**Penggalan Teks:**
Tulisan singkat ini adalah subyek yang sangat penting, rumit, dan
memusingkan. Kisah lengkap mengenai periode yang rumit dan kurang
dimengerti ini bahkan akan tetap berada diluar jangkauan analisis
tertulis yang paling lengkap sekalipun. Banyak peristiwa yang menyangkut
kejadian seputar masa itu yang tidak didokumentasikan, sedangkan
dokumentasi yang tersisa dan terselamatkan banyak yang bersifat
kontroversial dan tidak dapat diverifikasi kebenarannya.

Kisah rumit dengan makna ganda ini, setelah diuraikan maka pada
hakekatnya lebih sederhana dan mudah dimengerti serta dipercaya
dibandingkan dengan versi resmi yang dikarang oleh Presiden Soeharto dan
sumber pemerintah Amerika Serikat. 

Tulisan ini berusaha membuktikan bahwa dengan mendorong ‘Gestapu’ maka
‘sayap kanan dalam Angkatan Darat’ dapat ‘menyingkirkan’ saingannya dari
‘kelompok tengah Angkatan Darat’. Hal ini selanjutnya membuka jalan
eliminasi bagi ‘golongan sipil sayap kiri’ yang sudah lama direncanakan,
dan skenario tunggal yang masuk akal untuk pengambilalihan kekuasan
sekaligus membangun kediktatoran militer.

**Tantangan:**
A – Kutip bagian penggalan teks tentang Gestapu antara "Tulisan singkat ini" dan "pemerintah Amerika Serikat.", termasuk kedua batasnya.
B – Rangkum penggalan teks tentang Gestapu dalam dua kalimat.
C – Tuliskan kelanjutan penggalan teks tentang Gestapu, mulai setelah kalimat terakhirnya.
Entri di bawah ini diambil dari sumber yang berbeda.

**Entri Dataset:**
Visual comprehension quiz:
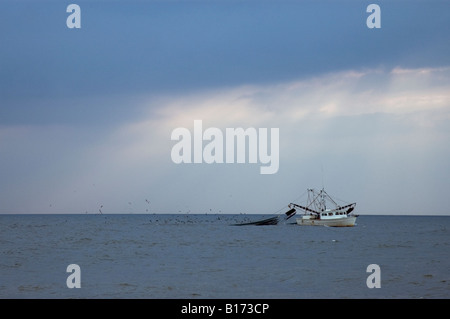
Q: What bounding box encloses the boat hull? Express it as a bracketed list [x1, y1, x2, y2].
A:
[297, 216, 356, 227]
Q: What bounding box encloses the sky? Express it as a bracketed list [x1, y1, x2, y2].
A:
[0, 0, 450, 215]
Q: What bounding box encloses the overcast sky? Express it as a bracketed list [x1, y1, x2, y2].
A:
[0, 0, 450, 215]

**Kumpulan Jawaban:**
A –
Tulisan singkat ini adalah subyek yang sangat penting, rumit, dan
memusingkan. Kisah lengkap mengenai periode yang rumit dan kurang
dimengerti ini bahkan akan tetap berada diluar jangkauan analisis
tertulis yang paling lengkap sekalipun. Banyak peristiwa yang menyangkut
kejadian seputar masa itu yang tidak didokumentasikan, sedangkan
dokumentasi yang tersisa dan terselamatkan banyak yang bersifat
kontroversial dan tidak dapat diverifikasi kebenarannya.

Kisah rumit dengan makna ganda ini, setelah diuraikan maka pada
hakekatnya lebih sederhana dan mudah dimengerti serta dipercaya
dibandingkan dengan versi resmi yang dikarang oleh Presiden Soeharto dan
sumber pemerintah Amerika Serikat.

B – Periode yang dibahas tulisan ini rumit dan kurang dimengerti, banyak peristiwanya tidak didokumentasikan, dan dokumentasi yang tersisa banyak yang kontroversial serta tidak dapat diverifikasi. Tulisan ini berusaha membuktikan bahwa dengan mendorong 'Gestapu', sayap kanan dalam Angkatan Darat dapat menyingkirkan saingannya dari kelompok tengah Angkatan Darat, yang kemudian membuka jalan bagi eliminasi golongan sipil sayap kiri dan pengambilalihan kekuasaan sekaligus pembangunan kediktatoran militer.

C –
Kuncinya adalah apa yang dinamakan ‘percobaan perebutan kekuasaan oleh
Gestapu’ yang pada lahirnya bersikap mendukung Soekarno, namun
sebenarnya menjadikan anggota pimpinan Angkatan Darat sebagai sasaran
utama. Faktanya, tidak seorang pun diantara para Jenderal Angkatan Darat
yang anti Soekarno yang menjadi sasaran Gestapu, kecuali yang bersifat
problematis secara nyata, yaitu Jenderal AH Nasution. Hubungan Soeharto
dengan Nasution sempat ‘membeku’ sesudah ada pemeriksaan karena dugaan
dan tuduhan korupsi -barter dan penyelundupan- pada tahun 1959. Hal itu
menyebabkan Soeharto dipindahkan jabatan-nya dari Panglima Kodam
Diponegoro. Fraksi yang paling taat dan setia mendukung Soekarno
-Jenderal Yani bersama lingkungan dekat para Jenderal Angkatan Darat-
dibunuh, yang membuka jalan perebutan kekuasaan oleh sayap kanan anti
Yani dan bersekutu dengan Soeharto. 

Harold Crouch dalam Tentara dan Politik di Indonesia menyebutkan bahwa
Markas Besar TNIAD pada tahun 1965 terbelah dalam dua kubu, kubu sayap
kiri dan kubu sayap kanan dengan ditengah-tengahnya ada para perwira
tinggi yang diangkat bersamaan dan loyal kepada Jenderal Ahmad Yani.
Kubu Jenderal Ahmad Yani ini enggan melawan kebijakan Presiden Soekarno
tentang persatuan nasional dan bersekutu dengan kelompok Komunis,
walaupun dalam sikapnya terhadap PKI, sikap kubu Yani ini sama dengan
sikap kubu sayap kanan -kubu Nasution- yaitu bersikap anti PKI. Tetapi
pada tahun 1965, masalah isu Soekarno merupakan isu yang bersifat
menjadi pemecah antara kubu Yani dan kubu Nasution.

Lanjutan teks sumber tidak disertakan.